# EXCERPTED TEXT:
Subsequently, Keynesian economics was used to refer to the concept that optimal economic performance could be achieved—and economic slumps prevented—by influencing aggregate demand through activist stabilization and economic intervention policies by the government.
Keynesian economics represented a new way of looking at spending, output, and inflation. Previously, what Keynes dubbed classical economic thinking held that cyclical swings in employment and economic output create profit opportunities that individuals and entrepreneurs would have an incentive to pursue, and in so doing correct the imbalances in the economy.
A lower level of inflation and wages would induce employers to make capital investments and employ more people, stimulating employment and restoring economic growth. Keynes believed that the depth and persistence of the Great Depression, however, severely tested this hypothesis. In his book, The General Theory of Employment, Interest, and Money and other works, Keynes argued against his construction of classical theory, that during recessions business pessimism and certain characteristics of market economies would exacerbate economic weakness and cause aggregate demand to plunge further.
For example, Keynesian economics disputes the notion held by some economists that lower wages can restore full employment because labor demand curves slope downward like any other normal demand curve.
Instead he argued that employers will not add employees to produce goods that cannot be sold because demand for their products is weak. Similarly, poor business conditions may cause companies to reduce capital investment , rather than take advantage of lower prices to invest in new plants and equipment.
This would also have the effect of reducing overall expenditures and employment. Keynesian economics is sometimes referred to as "depression economics," as Keynes's General Theory was written during a time of deep depression not only in his native land of the United Kingdom but worldwide.
Other economists had argued that in the wake of any widespread downturn in the economy, businesses and investors taking advantage of lower input prices in pursuit of their own self-interest would return output and prices to a state of equilibrium , unless otherwise prevented from doing so.
Keynes believed that the Great Depression seemed to counter this theory. Output was low and unemployment remained high during this time. The Great Depression inspired Keynes to think differently about the nature of the economy.
From these theories, he established real-world applications that could have implications for a society in economic crisis. Keynes rejected the idea that the economy would return to a natural state of equilibrium. Instead, he argued that once an economic downturn sets in, for whatever reason, the fear and gloom that it engenders among businesses and investors will tend to become self-fulfilling and can lead to a sustained period of depressed economic activity and unemployment.
In response to this, Keynes advocated a countercyclical fiscal policy in which, during periods of economic woe, the government should undertake deficit spending to make up for the decline in investment and boost consumer spending in order to stabilize aggregate demand. Keynes was highly critical of the British government at the time.
The government greatly increased welfare spending and raised taxes to balance the national books. Keynes said this would not encourage people to spend their money, thereby leaving the economy unstimulated and unable to recover and return to a successful state.
Instead, he proposed that the government spend more money and cut taxes to turn a budget deficit, which would increase consumer demand in the economy.
This would, in turn, lead to an increase in overall economic activity and a reduction in unemployment. Keynes also criticized the idea of excessive saving, unless it was for a specific purpose such as retirement or education. He saw it as dangerous for the economy because the more money sitting stagnant, the less money in the economy stimulating growth.
This was another of Keynes's theories geared toward preventing deep economic depressions. Many economists have criticized Keynes's approach. They argue that businesses responding to economic incentives will tend to return the economy to a state of equilibrium unless the government prevents them from doing so by interfering with prices and wages, making it appear as though the market is self-regulating.

# GOAL A:
Please report each line of the listing below that contains the word "mirror", matching case exactly.

# MATERIAL FOR THE TASK:
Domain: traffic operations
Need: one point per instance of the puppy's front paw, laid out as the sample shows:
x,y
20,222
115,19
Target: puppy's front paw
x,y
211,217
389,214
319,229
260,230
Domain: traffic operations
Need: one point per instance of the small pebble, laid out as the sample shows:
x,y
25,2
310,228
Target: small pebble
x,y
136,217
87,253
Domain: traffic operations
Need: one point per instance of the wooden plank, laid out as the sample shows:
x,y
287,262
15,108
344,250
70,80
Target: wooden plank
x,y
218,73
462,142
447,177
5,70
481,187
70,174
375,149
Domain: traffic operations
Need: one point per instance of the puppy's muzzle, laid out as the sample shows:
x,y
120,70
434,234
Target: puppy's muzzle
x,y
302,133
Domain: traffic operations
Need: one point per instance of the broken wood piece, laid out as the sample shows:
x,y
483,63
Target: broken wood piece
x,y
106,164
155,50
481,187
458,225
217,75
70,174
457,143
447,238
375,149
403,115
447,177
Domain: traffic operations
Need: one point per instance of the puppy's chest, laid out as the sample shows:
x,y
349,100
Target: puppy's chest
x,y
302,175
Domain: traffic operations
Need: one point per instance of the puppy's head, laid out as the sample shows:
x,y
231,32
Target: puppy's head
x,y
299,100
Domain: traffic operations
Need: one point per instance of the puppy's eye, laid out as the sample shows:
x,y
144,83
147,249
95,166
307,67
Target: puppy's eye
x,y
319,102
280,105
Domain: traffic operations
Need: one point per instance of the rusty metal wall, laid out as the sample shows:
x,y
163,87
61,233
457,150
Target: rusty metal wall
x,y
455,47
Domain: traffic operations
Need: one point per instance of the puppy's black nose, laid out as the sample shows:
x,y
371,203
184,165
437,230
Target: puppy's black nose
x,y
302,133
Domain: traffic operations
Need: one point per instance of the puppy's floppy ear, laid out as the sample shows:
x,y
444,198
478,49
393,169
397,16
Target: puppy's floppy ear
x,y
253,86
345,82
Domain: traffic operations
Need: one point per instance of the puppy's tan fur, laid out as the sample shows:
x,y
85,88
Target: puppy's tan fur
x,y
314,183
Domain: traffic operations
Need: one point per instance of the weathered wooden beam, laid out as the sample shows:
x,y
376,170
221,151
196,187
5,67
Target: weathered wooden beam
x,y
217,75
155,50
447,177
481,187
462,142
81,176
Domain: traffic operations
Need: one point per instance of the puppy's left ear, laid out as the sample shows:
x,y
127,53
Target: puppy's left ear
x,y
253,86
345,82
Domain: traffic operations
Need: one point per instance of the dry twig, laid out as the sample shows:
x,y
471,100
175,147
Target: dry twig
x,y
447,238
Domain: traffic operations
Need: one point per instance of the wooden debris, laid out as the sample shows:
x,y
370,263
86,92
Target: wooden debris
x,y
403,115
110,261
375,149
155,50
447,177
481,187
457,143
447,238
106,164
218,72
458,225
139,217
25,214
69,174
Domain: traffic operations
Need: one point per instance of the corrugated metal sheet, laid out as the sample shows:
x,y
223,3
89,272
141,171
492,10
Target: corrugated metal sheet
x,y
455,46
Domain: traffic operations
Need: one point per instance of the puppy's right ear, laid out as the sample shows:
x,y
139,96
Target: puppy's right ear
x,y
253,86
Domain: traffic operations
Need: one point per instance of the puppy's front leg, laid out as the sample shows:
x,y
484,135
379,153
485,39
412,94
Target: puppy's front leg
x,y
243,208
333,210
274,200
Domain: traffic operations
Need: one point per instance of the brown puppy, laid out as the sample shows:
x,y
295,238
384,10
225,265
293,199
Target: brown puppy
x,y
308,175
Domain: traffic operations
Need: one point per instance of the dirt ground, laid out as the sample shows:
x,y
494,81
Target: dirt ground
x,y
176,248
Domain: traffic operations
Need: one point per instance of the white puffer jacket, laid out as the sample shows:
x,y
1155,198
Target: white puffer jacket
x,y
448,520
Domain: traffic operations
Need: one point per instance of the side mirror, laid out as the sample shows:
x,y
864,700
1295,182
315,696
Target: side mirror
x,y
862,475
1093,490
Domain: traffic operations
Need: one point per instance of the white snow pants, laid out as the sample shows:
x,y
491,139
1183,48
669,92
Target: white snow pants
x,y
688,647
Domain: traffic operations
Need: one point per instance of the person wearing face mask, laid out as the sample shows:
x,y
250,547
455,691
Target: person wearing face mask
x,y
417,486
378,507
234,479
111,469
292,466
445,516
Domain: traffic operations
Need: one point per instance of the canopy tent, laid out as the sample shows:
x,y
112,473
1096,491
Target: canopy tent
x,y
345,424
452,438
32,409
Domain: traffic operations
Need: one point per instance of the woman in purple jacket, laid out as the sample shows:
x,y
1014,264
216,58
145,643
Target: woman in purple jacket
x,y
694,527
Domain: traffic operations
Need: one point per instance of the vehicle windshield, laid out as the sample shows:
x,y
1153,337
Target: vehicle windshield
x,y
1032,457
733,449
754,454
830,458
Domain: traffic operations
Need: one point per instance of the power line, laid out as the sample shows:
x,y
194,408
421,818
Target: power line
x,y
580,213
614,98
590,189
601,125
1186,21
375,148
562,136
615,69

# GOAL B:
Return the portion of the Keynesian economics passage from "A lower level" up to and including "to plunge further.", copied word for word.

# COMPLETE OUTPUT A:
Need: one point per instance of the side mirror, laid out as the sample shows:
Target: side mirror

# COMPLETE OUTPUT B:
A lower level of inflation and wages would induce employers to make capital investments and employ more people, stimulating employment and restoring economic growth. Keynes believed that the depth and persistence of the Great Depression, however, severely tested this hypothesis. In his book, The General Theory of Employment, Interest, and Money and other works, Keynes argued against his construction of classical theory, that during recessions business pessimism and certain characteristics of market economies would exacerbate economic weakness and cause aggregate demand to plunge further.